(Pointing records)
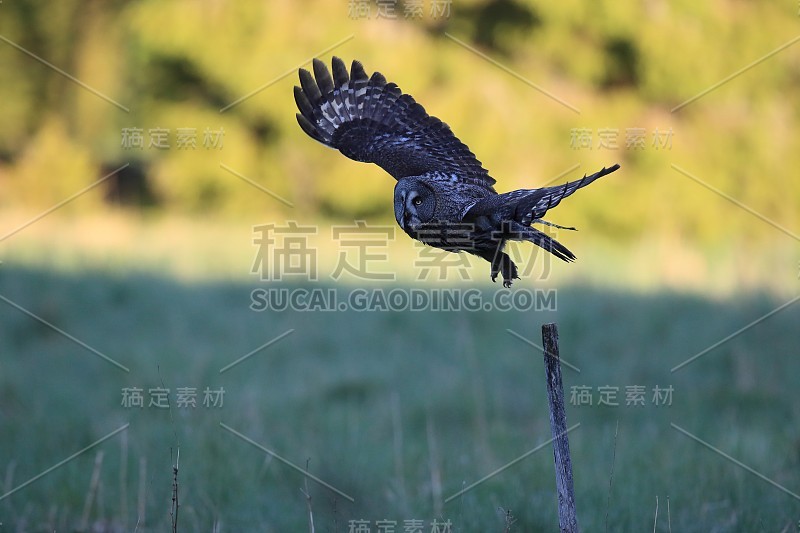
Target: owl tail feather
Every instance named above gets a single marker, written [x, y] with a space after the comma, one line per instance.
[544, 241]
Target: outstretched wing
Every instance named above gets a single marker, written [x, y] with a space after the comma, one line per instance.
[526, 205]
[370, 120]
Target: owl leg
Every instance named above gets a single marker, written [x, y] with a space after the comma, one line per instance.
[501, 264]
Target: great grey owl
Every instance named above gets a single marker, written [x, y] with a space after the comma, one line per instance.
[443, 196]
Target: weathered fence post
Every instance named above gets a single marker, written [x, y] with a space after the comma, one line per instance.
[567, 517]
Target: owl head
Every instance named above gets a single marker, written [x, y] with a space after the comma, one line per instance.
[414, 204]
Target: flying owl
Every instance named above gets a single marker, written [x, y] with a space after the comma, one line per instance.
[443, 196]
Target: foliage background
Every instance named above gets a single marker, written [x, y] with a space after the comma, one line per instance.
[153, 265]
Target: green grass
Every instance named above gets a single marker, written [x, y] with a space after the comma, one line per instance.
[380, 404]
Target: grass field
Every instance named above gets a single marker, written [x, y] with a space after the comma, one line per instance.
[396, 410]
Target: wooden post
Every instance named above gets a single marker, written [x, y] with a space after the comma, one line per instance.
[567, 517]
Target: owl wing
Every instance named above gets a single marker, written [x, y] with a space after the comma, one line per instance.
[370, 120]
[526, 205]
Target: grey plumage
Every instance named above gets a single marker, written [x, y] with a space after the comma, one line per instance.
[443, 196]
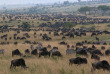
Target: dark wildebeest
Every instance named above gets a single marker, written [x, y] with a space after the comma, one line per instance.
[27, 51]
[16, 52]
[70, 51]
[96, 57]
[34, 52]
[79, 44]
[98, 52]
[78, 61]
[100, 65]
[107, 52]
[57, 53]
[2, 51]
[97, 38]
[44, 53]
[63, 43]
[82, 52]
[63, 37]
[102, 47]
[18, 62]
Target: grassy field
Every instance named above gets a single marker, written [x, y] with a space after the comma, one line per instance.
[49, 65]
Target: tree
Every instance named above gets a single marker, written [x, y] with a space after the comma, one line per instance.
[66, 2]
[104, 9]
[25, 25]
[85, 10]
[68, 25]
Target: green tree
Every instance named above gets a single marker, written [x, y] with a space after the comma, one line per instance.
[85, 10]
[68, 25]
[104, 9]
[25, 25]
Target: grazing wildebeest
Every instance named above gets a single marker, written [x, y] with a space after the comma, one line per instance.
[49, 46]
[96, 57]
[34, 52]
[98, 52]
[100, 65]
[63, 43]
[82, 52]
[102, 47]
[54, 49]
[68, 46]
[27, 51]
[16, 52]
[32, 47]
[93, 34]
[97, 38]
[57, 53]
[107, 52]
[2, 51]
[18, 62]
[93, 46]
[78, 61]
[79, 44]
[44, 53]
[70, 51]
[63, 37]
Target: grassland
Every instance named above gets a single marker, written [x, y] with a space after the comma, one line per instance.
[48, 65]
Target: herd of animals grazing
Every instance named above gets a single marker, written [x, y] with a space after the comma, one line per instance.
[78, 49]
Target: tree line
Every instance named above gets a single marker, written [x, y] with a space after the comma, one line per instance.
[102, 9]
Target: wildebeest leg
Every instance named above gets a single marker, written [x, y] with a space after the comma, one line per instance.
[70, 63]
[11, 66]
[92, 70]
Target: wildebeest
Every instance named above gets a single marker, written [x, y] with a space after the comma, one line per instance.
[107, 52]
[44, 53]
[57, 53]
[16, 52]
[34, 52]
[96, 57]
[70, 51]
[82, 52]
[98, 52]
[18, 62]
[100, 65]
[2, 51]
[78, 61]
[27, 51]
[102, 47]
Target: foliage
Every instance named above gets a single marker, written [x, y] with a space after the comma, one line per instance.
[103, 8]
[84, 9]
[25, 25]
[69, 25]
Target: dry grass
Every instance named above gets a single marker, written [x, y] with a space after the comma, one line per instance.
[48, 65]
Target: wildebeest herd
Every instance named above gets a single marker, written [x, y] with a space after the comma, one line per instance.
[78, 46]
[82, 49]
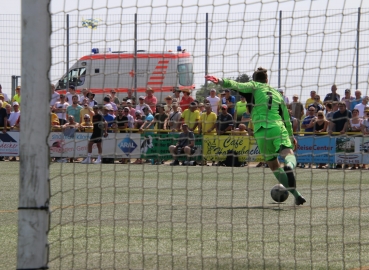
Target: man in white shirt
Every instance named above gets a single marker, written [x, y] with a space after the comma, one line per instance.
[61, 109]
[214, 101]
[71, 92]
[5, 95]
[286, 100]
[54, 95]
[362, 106]
[15, 114]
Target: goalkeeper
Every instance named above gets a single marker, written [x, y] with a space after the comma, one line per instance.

**Short problem**
Can the entries above be repeated exactly, without their pictures?

**Answer below**
Target: owl tail feather
Every instance named above gets a single marker, written [x, y] with a space after the comma, one line per instance.
[544, 241]
Target: outstretched wing
Every instance named above gets a single marker, written [x, y] with a space after the comma, one line per instance.
[526, 205]
[370, 120]
Target: owl leg
Every instance named above gets a single marker, written [x, y] with a space after the comma, one line per instance.
[501, 264]
Target: great grey owl
Every instance named above gets a single marker, written [x, y] with a space after the comma, one line per instance.
[443, 196]
Target: weathered fence post
Every instance named above gets a single marker, written [x, y] with a space after the comma, one line per instance.
[567, 517]
Target: owl head
Every instance named above gets a single marker, written [x, y] with a space after the comma, one line per instance.
[414, 204]
Target: flying owl
Every instance named above gets a single marker, written [x, y] with a space after the comma, one line per instance.
[443, 196]
Target: foliage background
Every instance named above gets a single marker, written [x, y] with a space after the comma, one line per instance.
[153, 265]
Target: green grass
Every instance named above gets a single marker, written [x, y] with a space after the comma, one line per instance.
[380, 404]
Target: grass field
Every instance named above gets a single marker, written [x, y] with a space after the comma, one line per instance.
[396, 410]
Target: wooden post
Every instance named above gets a single marker, written [x, y] with a space after the comma, one line per instance.
[567, 517]
Target: owl wing
Every instance named above gets a single marker, written [x, y] with a space after the comma, one line per instance.
[370, 120]
[526, 205]
Target: grey plumage
Every instance named above gets a single marker, written [x, y] with a space after the comma, one line per instance.
[443, 196]
Target: dark wildebeest
Every instance named above gets a single marker, written [x, y] with a space after the comma, one line per instance.
[27, 51]
[16, 52]
[70, 51]
[96, 57]
[34, 52]
[79, 44]
[98, 52]
[78, 61]
[100, 65]
[107, 52]
[57, 53]
[2, 51]
[97, 38]
[44, 53]
[63, 43]
[82, 52]
[63, 37]
[102, 47]
[18, 62]
Target: grassy field
Every instance named above gets a single marker, written [x, y] with a space after the comma, one line per instance.
[49, 65]
Target: tree
Every instance named above gets a single marker, written [x, y] with a space after the comma, one line per instance.
[66, 2]
[104, 9]
[25, 25]
[85, 10]
[68, 25]
Target: green tree
Every instance named above gets a single marker, written [x, y] with a space after the comma, one line per instance.
[85, 10]
[68, 25]
[104, 9]
[25, 25]
Target: grazing wildebeest
Every instance named above gets a single marker, written [x, y] with a space after the comma, one line per instance.
[49, 46]
[96, 57]
[34, 52]
[98, 52]
[100, 65]
[63, 43]
[82, 52]
[102, 47]
[54, 49]
[68, 46]
[27, 51]
[16, 52]
[32, 47]
[93, 34]
[97, 38]
[57, 53]
[107, 52]
[2, 51]
[18, 62]
[93, 46]
[78, 61]
[79, 44]
[44, 53]
[70, 51]
[63, 37]
Target: grassland
Every instance named above gets a single marker, written [x, y] with a space after the comma, one line per instance.
[48, 65]
Target: herd of animals grazing
Every instance named above gets a single marker, written [x, y] with a space after the comma, one line per instance.
[78, 49]
Target: tree line
Every instance named above gets a single marker, written [x, y] with a space after the comma, one line per instance.
[102, 9]
Target: wildebeest leg
Every instance named above gets a single marker, written [x, y] with a space after the comma, one line per instance.
[70, 63]
[11, 66]
[92, 70]
Target: wildebeest
Every instance named above gets a single marker, written [x, y] with a space after the comma, one line per instance.
[107, 52]
[44, 53]
[57, 53]
[16, 52]
[34, 52]
[96, 57]
[70, 51]
[82, 52]
[98, 52]
[18, 62]
[100, 65]
[2, 51]
[78, 61]
[27, 51]
[102, 47]
Target: foliage
Every instance named above gets a single marker, written [x, y] with a space after the comma, one line per instance.
[103, 8]
[84, 9]
[25, 25]
[69, 25]
Target: dry grass
Every instance named above gets a single marker, written [x, y] with a space after the comma, one line per instance.
[48, 65]
Target: wildebeest herd
Every instance named above gets a single marker, written [x, y] with a space after the comma, one line per instance.
[78, 46]
[82, 49]
Target: man in white shirt
Every instance named above gets a single marker, written [x, y] with a space after the comma, one line per instance.
[61, 109]
[214, 101]
[71, 92]
[5, 95]
[286, 100]
[54, 95]
[362, 106]
[15, 114]
Target: goalkeeper
Every instance named above gets a single marker, written [x, y] with a space after the comma, one line per instance.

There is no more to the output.